===== SUPPLIED ENTRIES =====

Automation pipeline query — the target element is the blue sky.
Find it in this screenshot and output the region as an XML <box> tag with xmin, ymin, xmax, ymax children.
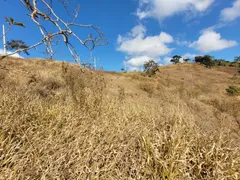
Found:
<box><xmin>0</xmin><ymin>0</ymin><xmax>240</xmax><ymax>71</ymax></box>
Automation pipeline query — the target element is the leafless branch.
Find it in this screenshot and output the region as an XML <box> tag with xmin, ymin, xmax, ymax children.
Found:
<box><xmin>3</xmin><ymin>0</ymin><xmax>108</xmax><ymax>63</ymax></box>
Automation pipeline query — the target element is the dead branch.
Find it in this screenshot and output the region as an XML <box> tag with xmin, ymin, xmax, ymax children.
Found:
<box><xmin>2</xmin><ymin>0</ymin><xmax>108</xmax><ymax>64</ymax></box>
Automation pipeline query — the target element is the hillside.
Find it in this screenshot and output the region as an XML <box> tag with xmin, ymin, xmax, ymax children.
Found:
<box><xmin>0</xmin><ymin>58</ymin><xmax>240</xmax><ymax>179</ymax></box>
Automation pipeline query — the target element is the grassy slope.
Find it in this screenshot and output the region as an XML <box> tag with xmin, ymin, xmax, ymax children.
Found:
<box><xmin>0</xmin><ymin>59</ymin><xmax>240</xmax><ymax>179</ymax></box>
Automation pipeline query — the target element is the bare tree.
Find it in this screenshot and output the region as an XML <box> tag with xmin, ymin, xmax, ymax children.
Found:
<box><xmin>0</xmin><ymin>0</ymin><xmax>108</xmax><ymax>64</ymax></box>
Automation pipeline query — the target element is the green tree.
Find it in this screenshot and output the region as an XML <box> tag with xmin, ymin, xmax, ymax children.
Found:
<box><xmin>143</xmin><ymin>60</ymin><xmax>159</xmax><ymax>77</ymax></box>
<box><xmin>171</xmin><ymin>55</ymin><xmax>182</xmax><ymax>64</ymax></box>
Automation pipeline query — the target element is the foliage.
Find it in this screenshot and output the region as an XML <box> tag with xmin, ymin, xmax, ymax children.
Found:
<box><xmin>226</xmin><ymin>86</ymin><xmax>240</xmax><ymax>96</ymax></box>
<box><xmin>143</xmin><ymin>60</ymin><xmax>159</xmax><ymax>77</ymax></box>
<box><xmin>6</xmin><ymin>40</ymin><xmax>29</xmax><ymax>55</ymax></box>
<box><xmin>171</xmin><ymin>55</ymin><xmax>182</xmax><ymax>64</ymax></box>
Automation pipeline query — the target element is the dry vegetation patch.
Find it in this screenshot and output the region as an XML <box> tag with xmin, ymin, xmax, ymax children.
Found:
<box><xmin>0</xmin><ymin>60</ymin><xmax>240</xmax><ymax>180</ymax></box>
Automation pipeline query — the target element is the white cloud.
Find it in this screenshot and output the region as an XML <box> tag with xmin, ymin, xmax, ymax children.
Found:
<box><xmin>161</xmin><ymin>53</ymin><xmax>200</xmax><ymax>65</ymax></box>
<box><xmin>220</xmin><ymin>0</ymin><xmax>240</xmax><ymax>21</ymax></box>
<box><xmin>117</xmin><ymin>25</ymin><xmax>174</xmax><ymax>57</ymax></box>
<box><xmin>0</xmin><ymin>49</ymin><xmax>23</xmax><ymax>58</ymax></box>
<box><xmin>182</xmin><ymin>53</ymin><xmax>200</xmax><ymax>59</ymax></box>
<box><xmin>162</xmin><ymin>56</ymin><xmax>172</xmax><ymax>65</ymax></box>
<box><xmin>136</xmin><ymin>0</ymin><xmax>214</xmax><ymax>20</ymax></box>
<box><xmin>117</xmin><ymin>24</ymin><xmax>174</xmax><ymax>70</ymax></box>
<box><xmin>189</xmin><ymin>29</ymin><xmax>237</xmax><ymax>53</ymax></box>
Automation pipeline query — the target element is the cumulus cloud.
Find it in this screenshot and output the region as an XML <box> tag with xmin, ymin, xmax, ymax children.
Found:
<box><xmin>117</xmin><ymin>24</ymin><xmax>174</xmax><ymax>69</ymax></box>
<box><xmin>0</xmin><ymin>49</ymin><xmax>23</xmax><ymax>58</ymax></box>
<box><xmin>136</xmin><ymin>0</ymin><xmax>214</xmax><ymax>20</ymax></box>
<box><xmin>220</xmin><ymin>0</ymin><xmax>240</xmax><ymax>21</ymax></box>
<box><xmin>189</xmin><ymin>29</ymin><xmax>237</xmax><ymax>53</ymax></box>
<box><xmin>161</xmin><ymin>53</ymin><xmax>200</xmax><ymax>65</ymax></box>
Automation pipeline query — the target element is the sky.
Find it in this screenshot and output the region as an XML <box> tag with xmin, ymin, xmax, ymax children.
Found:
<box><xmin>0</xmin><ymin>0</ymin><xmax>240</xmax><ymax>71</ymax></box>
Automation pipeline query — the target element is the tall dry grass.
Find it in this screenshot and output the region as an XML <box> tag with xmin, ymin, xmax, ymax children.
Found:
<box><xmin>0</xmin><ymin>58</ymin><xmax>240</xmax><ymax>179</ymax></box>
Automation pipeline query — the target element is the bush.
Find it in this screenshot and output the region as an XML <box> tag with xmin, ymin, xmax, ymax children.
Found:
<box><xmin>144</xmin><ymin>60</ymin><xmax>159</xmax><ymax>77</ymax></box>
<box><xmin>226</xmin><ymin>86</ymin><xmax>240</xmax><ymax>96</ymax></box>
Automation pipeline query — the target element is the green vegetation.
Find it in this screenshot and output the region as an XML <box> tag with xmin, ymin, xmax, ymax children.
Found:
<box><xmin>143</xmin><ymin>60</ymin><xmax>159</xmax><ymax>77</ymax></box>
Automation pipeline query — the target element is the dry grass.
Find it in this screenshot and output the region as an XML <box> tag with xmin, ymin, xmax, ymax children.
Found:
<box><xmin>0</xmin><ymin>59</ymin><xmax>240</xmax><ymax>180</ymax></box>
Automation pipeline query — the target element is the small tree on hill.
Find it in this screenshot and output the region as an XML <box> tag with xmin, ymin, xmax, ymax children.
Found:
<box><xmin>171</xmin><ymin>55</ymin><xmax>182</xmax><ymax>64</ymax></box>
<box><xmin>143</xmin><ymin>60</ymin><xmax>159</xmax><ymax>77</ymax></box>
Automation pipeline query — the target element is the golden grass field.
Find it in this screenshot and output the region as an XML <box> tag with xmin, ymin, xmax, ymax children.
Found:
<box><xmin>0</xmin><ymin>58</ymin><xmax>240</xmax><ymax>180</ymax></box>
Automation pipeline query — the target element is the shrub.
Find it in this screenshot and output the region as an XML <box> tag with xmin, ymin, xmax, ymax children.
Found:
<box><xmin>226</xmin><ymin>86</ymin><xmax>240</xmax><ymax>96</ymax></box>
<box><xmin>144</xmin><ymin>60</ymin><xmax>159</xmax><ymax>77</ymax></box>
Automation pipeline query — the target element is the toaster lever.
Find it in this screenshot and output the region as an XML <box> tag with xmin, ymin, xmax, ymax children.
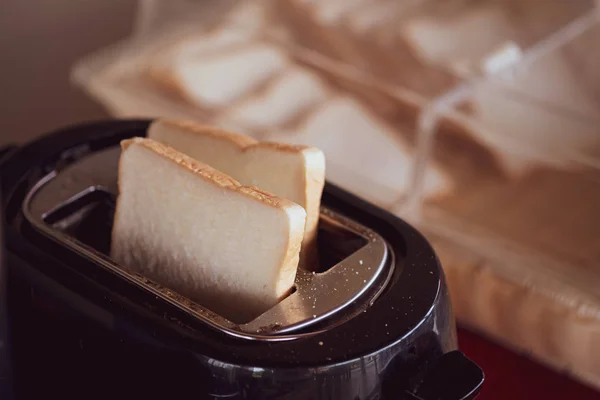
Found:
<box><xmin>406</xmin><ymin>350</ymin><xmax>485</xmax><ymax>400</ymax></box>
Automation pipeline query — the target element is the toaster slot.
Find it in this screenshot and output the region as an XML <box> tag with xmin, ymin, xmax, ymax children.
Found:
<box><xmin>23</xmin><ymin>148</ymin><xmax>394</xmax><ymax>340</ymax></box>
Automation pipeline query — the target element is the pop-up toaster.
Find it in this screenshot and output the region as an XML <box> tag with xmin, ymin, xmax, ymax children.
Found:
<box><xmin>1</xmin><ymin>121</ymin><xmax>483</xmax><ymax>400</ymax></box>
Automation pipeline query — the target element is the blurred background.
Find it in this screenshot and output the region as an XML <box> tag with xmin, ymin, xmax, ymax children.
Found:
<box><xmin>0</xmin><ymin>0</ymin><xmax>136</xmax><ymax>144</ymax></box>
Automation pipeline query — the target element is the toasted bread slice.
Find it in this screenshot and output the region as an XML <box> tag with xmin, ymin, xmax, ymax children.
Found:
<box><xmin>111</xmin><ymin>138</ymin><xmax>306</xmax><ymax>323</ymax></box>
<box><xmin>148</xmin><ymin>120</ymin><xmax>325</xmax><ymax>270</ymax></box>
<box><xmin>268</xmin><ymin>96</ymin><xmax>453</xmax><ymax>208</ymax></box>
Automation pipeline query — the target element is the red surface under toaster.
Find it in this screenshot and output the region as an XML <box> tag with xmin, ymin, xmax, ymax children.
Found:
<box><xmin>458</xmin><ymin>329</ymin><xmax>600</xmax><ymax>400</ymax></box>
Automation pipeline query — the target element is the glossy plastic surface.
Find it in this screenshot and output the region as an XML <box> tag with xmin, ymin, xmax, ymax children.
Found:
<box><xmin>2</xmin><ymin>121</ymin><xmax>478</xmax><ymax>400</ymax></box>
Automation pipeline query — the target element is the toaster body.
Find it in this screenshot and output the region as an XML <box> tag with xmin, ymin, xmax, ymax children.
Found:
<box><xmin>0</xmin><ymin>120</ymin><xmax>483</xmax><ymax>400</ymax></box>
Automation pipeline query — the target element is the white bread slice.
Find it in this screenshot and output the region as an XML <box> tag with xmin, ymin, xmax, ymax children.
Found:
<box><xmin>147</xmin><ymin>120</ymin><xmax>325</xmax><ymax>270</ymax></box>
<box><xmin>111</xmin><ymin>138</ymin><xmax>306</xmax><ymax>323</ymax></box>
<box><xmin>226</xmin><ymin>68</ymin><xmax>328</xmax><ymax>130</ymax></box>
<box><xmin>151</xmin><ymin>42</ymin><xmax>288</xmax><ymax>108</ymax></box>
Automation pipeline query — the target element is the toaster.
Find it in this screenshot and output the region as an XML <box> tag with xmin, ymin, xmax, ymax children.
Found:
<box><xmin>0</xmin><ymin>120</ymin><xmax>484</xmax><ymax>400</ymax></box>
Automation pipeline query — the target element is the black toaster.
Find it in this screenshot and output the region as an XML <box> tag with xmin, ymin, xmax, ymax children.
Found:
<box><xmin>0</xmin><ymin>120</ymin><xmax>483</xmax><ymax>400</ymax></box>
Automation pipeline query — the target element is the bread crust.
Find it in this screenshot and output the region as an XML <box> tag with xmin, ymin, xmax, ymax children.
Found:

=====

SHORT TASK: Repeat only the lines from the one holding "white bread slice." through the last line of the data.

EXPECTED OUTPUT:
Automation pipeline query — the target element is the white bread slice.
Find it in this screenshot and output the region as an XML <box> tag with xmin, ymin, xmax, ymax children.
Found:
<box><xmin>147</xmin><ymin>120</ymin><xmax>325</xmax><ymax>270</ymax></box>
<box><xmin>111</xmin><ymin>138</ymin><xmax>306</xmax><ymax>323</ymax></box>
<box><xmin>226</xmin><ymin>68</ymin><xmax>328</xmax><ymax>130</ymax></box>
<box><xmin>151</xmin><ymin>42</ymin><xmax>288</xmax><ymax>108</ymax></box>
Automation pipeline query — the target element is the toaster.
Find it in this screenshot and output the region as an XML <box> tag with xmin, ymin, xmax, ymax children.
Found:
<box><xmin>0</xmin><ymin>120</ymin><xmax>484</xmax><ymax>400</ymax></box>
Automation pipeline query — the target element is the black toaster.
Find it in this screenshot and output the region as an XML <box> tag with xmin, ymin, xmax, ymax children.
Found:
<box><xmin>0</xmin><ymin>120</ymin><xmax>483</xmax><ymax>400</ymax></box>
Automation pipeline query — the target element is the bread crust.
Find it in this screenshot and output the region as an XML <box> tag with xmin, ymin, xmax, ymax children.
Found:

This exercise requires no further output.